There is an obvious debate in today’s game about fighting in hockey. With the recent deaths of enforcers in the game it’s caused even me to just “think a little harder” about the necessity of fighting.
I had this conversation less than two years ago with a great friend of mine while watching the Devils vs Maple Leafs at the Rock in NJ. My friend is a prominent NJ attorney and a leading expert on head trauma. We spent most of the game taking about concussions and fighting in the game. He’s also a long time hockey expert and has two Son’s that play the game at a high level, one just finished a very successful Collegiate Hockey career. He adamantly said there is no place for fighting in the game and spoke in detail about head trauma and the lasting effects of concussions. He used data, facts and his professional knowledge to outline why fighting should be out of the game (he is of course an attorney and can be very convincing!).
I countered with the fact that fighting has a role and helps “keep the peace” in the game; meaning it helps to prevent cheap shots and taking liberties against players. It also at times can forge both energy in a team that’s not performing well as well as inspire a life-less crowd.
Working with the NHL teams as we do, it’s easy to understand the concept and sometimes the necessity of “enforcers” in the game.

**Data provided**
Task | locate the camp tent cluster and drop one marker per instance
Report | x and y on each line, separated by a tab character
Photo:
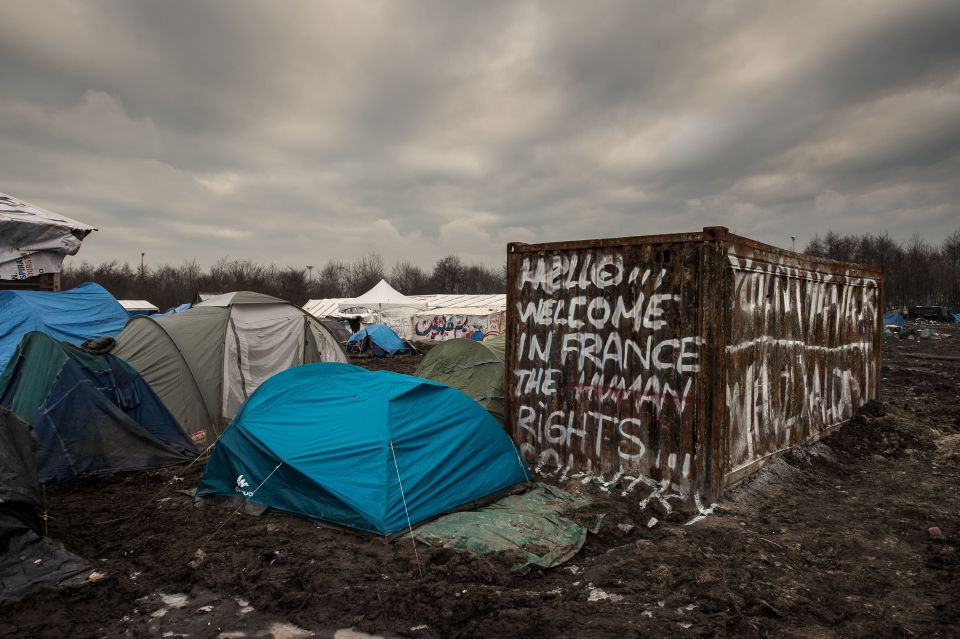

**Short problem A**
Reproduce the passage of the hockey fighting piece starting at "I had this conversation" and ending at "be very convincing!).".
**Short problem B**
Write what comes next in the hockey fighting piece, picking up after its final sentence.

**Written answer A**
I had this conversation less than two years ago with a great friend of mine while watching the Devils vs Maple Leafs at the Rock in NJ. My friend is a prominent NJ attorney and a leading expert on head trauma. We spent most of the game taking about concussions and fighting in the game. He’s also a long time hockey expert and has two Son’s that play the game at a high level, one just finished a very successful Collegiate Hockey career. He adamantly said there is no place for fighting in the game and spoke in detail about head trauma and the lasting effects of concussions. He used data, facts and his professional knowledge to outline why fighting should be out of the game (he is of course an attorney and can be very convincing!).

**Written answer B**
This all being said, it’s becoming more clear to me that the role of the enforcer is getting to the younger players of our game. Though fighting is banned in most youth hockey and college, it is prevalent in Junior Hockey and we have very talented players filling a role of an “enforcer.” This I have a problem with. Developing, encouraging, asking or requiring a 16 year old to “shed the mitts” to be the enforcer is ludicrous. If you don’t think this is happening, then you’re not watching hockey.
Defending your mates is one thing; everyone has the responsibility to protect the man or woman on their left and right. It’s EVERYONE’S responsibility; it’s not a distinct mission of one. If the gloves come off & a fight happens, it happens. But having a player on a roster whose purpose is to “fight on command” has both mental and physical lasting effects which has come to light with the recent deaths of Derek Boogaard, Rick Rypien and Wade Belak (Rest in Peace Warriors!).
Toughness, battling-hard & fisticuffs is a part of being a warrior! I can remember as a young Army Ranger having “King of the Pit” battles every Friday after PT. Basically a platoon of Rangers battling it out until there is one man standing in the pit! Hockey is a tough game, played by the toughest warriors out there. I often say if these men weren’t playing hockey they would be serving in Elite Military Units. It’s their make-up, their core, their passion.
I’m not saying fighting should be out of the top levels of the professional game, I’m just questioning a distinct role of an enforcer.
Your comments welcome!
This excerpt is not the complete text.